EXERCISE DESCRIPTION = Copy out the lines below, from the line containing "Trace the outline of every instance of the short" through the line containing "Give the mask of the short black hair.", both included.

— start SUPPLIED INFORMATION —

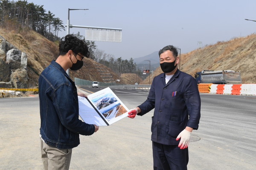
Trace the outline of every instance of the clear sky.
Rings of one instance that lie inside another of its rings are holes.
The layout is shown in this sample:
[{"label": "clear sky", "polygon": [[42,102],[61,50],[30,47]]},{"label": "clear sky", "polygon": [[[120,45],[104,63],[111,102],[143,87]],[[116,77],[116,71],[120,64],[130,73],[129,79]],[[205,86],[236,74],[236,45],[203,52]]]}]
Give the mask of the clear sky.
[{"label": "clear sky", "polygon": [[[256,32],[255,0],[27,0],[70,23],[122,29],[122,42],[96,41],[98,48],[117,58],[151,54],[168,45],[184,53],[218,41]],[[84,29],[71,28],[70,33]],[[62,31],[59,36],[66,35]],[[199,42],[199,43],[198,42]],[[201,43],[200,43],[201,42]]]}]

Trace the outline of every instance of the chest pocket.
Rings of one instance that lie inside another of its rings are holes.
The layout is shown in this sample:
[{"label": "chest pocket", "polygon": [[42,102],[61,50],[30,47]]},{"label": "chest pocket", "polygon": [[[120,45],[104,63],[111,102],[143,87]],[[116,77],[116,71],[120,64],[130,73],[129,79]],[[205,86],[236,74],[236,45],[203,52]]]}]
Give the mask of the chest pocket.
[{"label": "chest pocket", "polygon": [[161,99],[164,102],[164,107],[175,108],[180,107],[184,101],[183,95],[183,92],[169,90]]}]

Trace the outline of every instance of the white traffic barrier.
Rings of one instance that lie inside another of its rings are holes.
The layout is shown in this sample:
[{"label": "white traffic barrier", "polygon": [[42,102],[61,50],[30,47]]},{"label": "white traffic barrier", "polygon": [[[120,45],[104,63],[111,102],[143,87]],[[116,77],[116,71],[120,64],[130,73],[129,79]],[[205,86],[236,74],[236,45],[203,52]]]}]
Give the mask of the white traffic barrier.
[{"label": "white traffic barrier", "polygon": [[224,90],[223,90],[224,95],[231,95],[232,90],[232,86],[233,84],[225,84]]},{"label": "white traffic barrier", "polygon": [[212,84],[211,85],[210,93],[216,94],[217,93],[217,86],[218,86],[218,84]]},{"label": "white traffic barrier", "polygon": [[0,89],[0,92],[4,93],[9,93],[12,95],[20,95],[20,92],[16,91],[15,90],[1,90]]},{"label": "white traffic barrier", "polygon": [[256,95],[256,84],[252,84],[250,95]]},{"label": "white traffic barrier", "polygon": [[240,95],[251,95],[250,92],[252,88],[251,85],[250,84],[242,84]]}]

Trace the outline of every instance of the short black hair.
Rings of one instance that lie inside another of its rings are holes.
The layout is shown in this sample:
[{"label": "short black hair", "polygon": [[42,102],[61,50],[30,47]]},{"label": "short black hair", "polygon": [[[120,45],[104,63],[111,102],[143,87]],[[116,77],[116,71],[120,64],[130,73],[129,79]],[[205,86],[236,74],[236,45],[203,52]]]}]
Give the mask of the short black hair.
[{"label": "short black hair", "polygon": [[178,56],[178,50],[177,50],[177,49],[176,49],[174,46],[170,45],[165,46],[163,49],[159,50],[159,52],[158,52],[159,57],[160,57],[160,55],[161,54],[167,50],[170,50],[171,52],[172,52],[172,55],[175,58]]},{"label": "short black hair", "polygon": [[73,34],[68,34],[63,37],[59,43],[60,55],[65,55],[71,50],[75,54],[79,52],[83,56],[89,58],[90,52],[86,43]]}]

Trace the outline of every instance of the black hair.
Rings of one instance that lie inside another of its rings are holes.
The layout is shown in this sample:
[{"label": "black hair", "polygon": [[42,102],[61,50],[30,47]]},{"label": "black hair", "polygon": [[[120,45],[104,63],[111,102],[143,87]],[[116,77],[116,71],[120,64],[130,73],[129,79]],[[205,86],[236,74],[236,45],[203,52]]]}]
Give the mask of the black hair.
[{"label": "black hair", "polygon": [[169,45],[165,46],[163,49],[159,50],[159,52],[158,52],[159,57],[160,57],[160,55],[161,55],[161,54],[167,50],[170,50],[171,52],[172,52],[172,55],[175,58],[178,56],[178,51],[176,47],[173,46]]},{"label": "black hair", "polygon": [[59,43],[60,55],[65,55],[70,50],[72,50],[75,54],[80,52],[81,55],[87,58],[90,56],[89,49],[85,41],[73,34],[68,34],[63,37]]}]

— end SUPPLIED INFORMATION —

SOLUTION BELOW =
Trace the outline of every instance of the short black hair.
Rings of one instance that lie inside another of its rings are holes.
The layout is shown in this sample:
[{"label": "short black hair", "polygon": [[42,102],[61,50],[30,47]]},{"label": "short black hair", "polygon": [[[120,45],[104,63],[111,102],[143,87]],[[116,77],[116,71],[120,64],[130,73],[129,79]],[[205,86],[236,74],[236,45],[203,52]]]}]
Give the mask of the short black hair.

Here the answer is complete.